Document segment:
* START *

“The frontiers between antiquity and AI fit me very well”

© 2025 EPFL/Alain Herzog - CC-BY-SA 4.0
Sven Najem-Meyer of the Digital Humanities Laboratory explores the intersection of machine learning and classical studies, tackling the challenges of document processing for texts in Ancient Greek. On March 27, he will compete in the finals of “My Thesis in 180 Seconds” at EPFL.
You have just defended your PhD thesis. Can you describe your project in a few sentences?
This project is all about improving document processing pipelines in a low-resource and very domain-specific environment: commentaries on Ancient Greek works.
Document processing is a field of machine learning. It focuses on the steps to go from a physical to a machine-readable document, and to perform higher level textual functions, such as search, on that document. Typically you start by scanning and preparing the document. Then you have to extract texts using Optical Character Recognition, and also extract structure or layout if needed. Once you have structured texts, they can be stored as browsable data and perform advanced information retrieval, entity extraction or large-scale comparison of texts.

* END *

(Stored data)
* START *

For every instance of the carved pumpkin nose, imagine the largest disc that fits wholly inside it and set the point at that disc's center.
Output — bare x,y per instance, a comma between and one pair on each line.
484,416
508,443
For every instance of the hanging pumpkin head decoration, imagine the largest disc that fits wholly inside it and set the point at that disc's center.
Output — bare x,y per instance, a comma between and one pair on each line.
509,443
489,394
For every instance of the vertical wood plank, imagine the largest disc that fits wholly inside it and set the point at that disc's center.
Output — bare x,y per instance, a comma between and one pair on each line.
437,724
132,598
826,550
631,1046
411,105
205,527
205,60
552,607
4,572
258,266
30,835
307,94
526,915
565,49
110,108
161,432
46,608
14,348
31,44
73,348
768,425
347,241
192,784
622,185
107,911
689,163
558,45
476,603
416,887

* END *

Short problem 1: Decide whether each statement agrees with the interview on Ancient Greek document processing, answering yes or no and quoting the deciding words of the interview: (a) The project deals with commentaries on Ancient Greek works. (b) Optical Character Recognition is the step used to scan and prepare the document. (c) Document processing is described as a field of machine learning.
Short problem 2: Write the next part of the interview on Ancient Greek document processing, picking up after its last sentence.

Task response 1:
(a) Yes: "commentaries on Ancient Greek works."
(b) No: "Typically you start by scanning and preparing the document. Then you have to extract texts using Optical Character Recognition"
(c) Yes: "Document processing is a field of machine learning."

Task response 2:
For me, the most stimulating part of this work is that all the steps of my document processing pipeline are made highly challenging by the nature of the documents I am working with. Classical commentaries feature an extremely specific and multilingual prose, as they constantly alternate between Ancient Greek, Latin and the commentator’s language, for example English or French. We call this interweaving of languages “code-switching”. So just for extracting the texts, you now have two alphabets — polytonic Greek and Latin — to decipher at once. Add to this the fact that we have very little data and you have a recipe for a very interesting piece of research in my opinion.
How did you choose your thesis topic?
It was pretty straightforward, as it was naturally determined by the research project I am part off, Ajax MultiCommentary. Nevertheless, I was granted some academic freedom and I think my impulse contributed to give the PhD a strong machine-learning orientation, notably with the use of specialised models. As to how I came to study something at the frontiers between antiquity and artificial intelligence, I think it fits me very well. I am an engineer, but I’ve always been fond of the Greek world. This familiarity — if not tenderness — for the source material is a big plus in the life of a machine learning engineer: you can always have a peek at your data when you feel tired of working!
What do you find interesting about your field of research?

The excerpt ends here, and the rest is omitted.